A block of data

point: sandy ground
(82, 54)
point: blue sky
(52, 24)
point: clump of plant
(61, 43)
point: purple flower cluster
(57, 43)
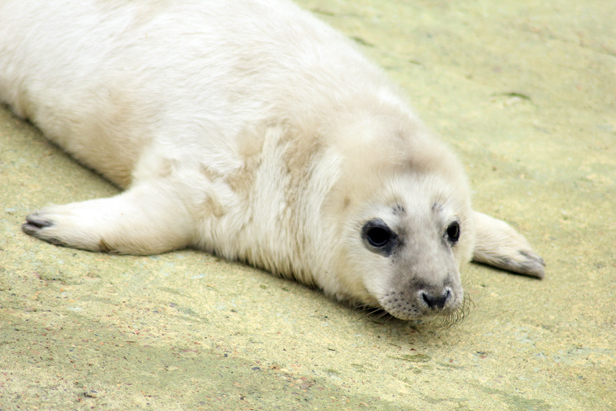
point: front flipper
(147, 219)
(499, 245)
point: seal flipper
(146, 219)
(499, 245)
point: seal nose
(436, 301)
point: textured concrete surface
(526, 93)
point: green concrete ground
(525, 91)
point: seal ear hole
(378, 235)
(453, 232)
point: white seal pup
(252, 130)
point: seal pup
(252, 130)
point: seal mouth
(424, 303)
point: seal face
(254, 131)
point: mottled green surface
(525, 91)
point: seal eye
(453, 232)
(379, 236)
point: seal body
(252, 130)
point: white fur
(246, 128)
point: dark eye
(379, 236)
(453, 232)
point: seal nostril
(436, 301)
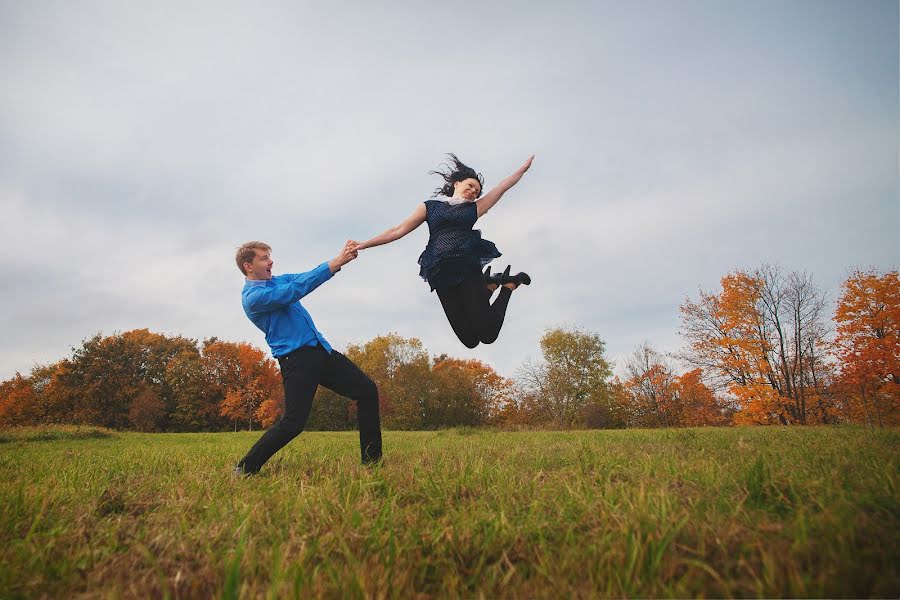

▶ [What you have to do]
Update the items above by replacing each "seal" with "animal" and leaving everything else unchanged. Leave the pictures out of your answer.

▶ [The solution]
point: sandy ground
(82, 54)
point: blue sky
(52, 24)
point: clump of plant
(61, 43)
point: purple flower cluster
(57, 43)
point: front flipper
(147, 219)
(499, 245)
point: animal flipper
(146, 219)
(499, 245)
point: animal nose
(436, 301)
point: textured concrete surface
(526, 93)
point: green concrete ground
(525, 91)
point: animal ear hole
(378, 235)
(453, 232)
point: white animal pup
(252, 130)
point: animal pup
(252, 130)
point: animal mouth
(424, 303)
point: animal face
(254, 131)
point: mottled green surface
(525, 91)
point: animal eye
(453, 232)
(379, 236)
point: animal body
(252, 130)
point: white fur
(246, 128)
point: dark eye
(379, 236)
(453, 232)
point: animal nostril
(436, 301)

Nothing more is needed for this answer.